## Written problem 1
Count the lines in the entries below that contain the string "crop", treating uppercase and lowercase as different. Reply with the number alone.

## Source document

On the surface it appears to be a particularly silly comic strip, but
under the obvious there is often something worth pondering. On Friday Hagar says, "After being away
for six months, I'll bet my pals at the tavern really missed me!" And in the next box he enters the tavern,
and they say, "Hagar! Haven't seen
you for a couple of days! Have you been
sick?"
Oh, how important we think we are!
And
in our Gospel today Jesus asks his disciples, "'What were you arguing
about on the way?' But they were
silent, for on the way they had argued with one another who was the
greatest."
Some
of you may recall that I said our Gospel last week, which came just a chapter
before the one today, was a transition in Mark's telling of the story of
Jesus. Until then the emphasis had been
upon Jesus' teachings and healings and miracles. But now his face was turned toward Jerusalem and what that
meant. Our Gospel today says,
"...he was teaching his disciples, saying to them, 'The Son of Man is to
be betrayed into human hands, and they will kill him, and three days after
being killed, he will rise again.'"
But
they were arguing about who was the greatest among them.
A
Zen Buddhist story goes like this:
A man
went searching for the meaning of life.
After several years and many miles he came to the hut of a particularly
holy hermit, and he asked this hermit how he might be enlightened. The holy man invited his visitor into his
humble dwelling and began to serve him tea.
He filled the pilgrim's cup and then kept on pouring so that the tea was
soon spilling off the table and dripping on the floor. The pilgrim watched with amazement until he
couldn't restrain himself any longer, and he said, "Stop! It's full.
No more will go in." Then
the holy man said, "Like this cup, you are full of your own opinions,
preconceptions, and ideas. How can I teach you anything unless you first empty
your cup?"
This
story came to mind as I thought about our Gospel for today, a Gospel that deals
with pride, with self-importance, that very dangerous human emotion. It is
pride that gets people and nations into so much trouble, this belief that what
we want must be more important than what anyone else wants because we
are more important.
Jesus
then "sat down," and that alerts us to the fact that some important,
formal teaching is to follow, for the teacher with authority in that day sat
down to teach while the listeners often stood.
(We have it differently today: I
get to stand and you get to sit. We
have, however, some remnant of this practice still, of course, when the Bishop
visits, for sometimes he sits in his chair and speaks to us, and we stand. We also have a remnant of this idea of the
teacher sitting when we speak of "chairs" in university
departments.)
Jesus
teaches them by showing them what he means.
It is an enacted parable. He
takes a little child in his arms and says to those prideful men, "Whoever
welcomes one such child in my name welcomes not me but the one who sent
me." (This is a particularly
appropriate Gospel for a day on which we have a Baptism, don't you think?)
The
full force of the enacted parable is not readily apparent to us, however,
unless we know, as commentators tell us, that children were held in a low
esteem in the Graeco-Roman world in which Jesus lived. So original readers of Mark's Gospel would
have seen that in Jesus' embrace of the child he was identifying himself with
the lowliest and the least, and as the servant of all.

## Source material
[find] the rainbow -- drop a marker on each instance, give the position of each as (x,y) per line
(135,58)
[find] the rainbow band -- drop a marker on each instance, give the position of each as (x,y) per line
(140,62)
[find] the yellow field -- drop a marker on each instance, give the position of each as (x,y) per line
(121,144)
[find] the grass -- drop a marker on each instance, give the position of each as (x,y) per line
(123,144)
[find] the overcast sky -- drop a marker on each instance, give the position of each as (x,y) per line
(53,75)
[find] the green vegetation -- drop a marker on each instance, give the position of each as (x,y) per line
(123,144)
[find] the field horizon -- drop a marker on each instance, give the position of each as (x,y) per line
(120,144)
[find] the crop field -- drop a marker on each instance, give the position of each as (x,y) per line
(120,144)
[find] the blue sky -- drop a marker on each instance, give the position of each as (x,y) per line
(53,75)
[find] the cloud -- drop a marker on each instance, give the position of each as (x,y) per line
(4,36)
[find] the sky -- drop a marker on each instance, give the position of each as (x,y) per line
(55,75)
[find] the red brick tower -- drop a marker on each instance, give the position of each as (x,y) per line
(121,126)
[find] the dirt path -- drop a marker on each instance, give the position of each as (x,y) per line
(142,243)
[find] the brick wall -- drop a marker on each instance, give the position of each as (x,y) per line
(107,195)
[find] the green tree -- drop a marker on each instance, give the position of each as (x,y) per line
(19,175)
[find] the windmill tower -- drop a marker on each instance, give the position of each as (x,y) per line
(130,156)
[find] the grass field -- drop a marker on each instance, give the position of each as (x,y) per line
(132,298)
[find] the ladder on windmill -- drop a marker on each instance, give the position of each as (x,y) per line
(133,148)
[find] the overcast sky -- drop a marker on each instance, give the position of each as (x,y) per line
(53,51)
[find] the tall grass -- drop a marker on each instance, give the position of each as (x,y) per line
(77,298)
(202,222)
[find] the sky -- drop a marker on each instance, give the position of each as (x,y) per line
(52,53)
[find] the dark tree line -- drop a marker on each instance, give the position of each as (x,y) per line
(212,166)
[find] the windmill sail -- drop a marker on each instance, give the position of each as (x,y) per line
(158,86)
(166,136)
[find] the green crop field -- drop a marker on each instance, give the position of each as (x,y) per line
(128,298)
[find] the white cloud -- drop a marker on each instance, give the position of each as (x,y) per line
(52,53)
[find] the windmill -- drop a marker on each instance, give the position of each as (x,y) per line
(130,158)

## Written problem 2
In the sermon above, condense the paragraph beginning "The full force of the enacted parable" into two shorter sentences that keep its main points.

## Worked answer 1
2

## Worked answer 2
Commentators say that children were held in low esteem in the Graeco-Roman world where Jesus lived, and the enacted parable's full force depends on knowing this. Mark's original readers would therefore have seen that, by embracing the child, Jesus identified himself with the lowliest and the least and as the servant of all.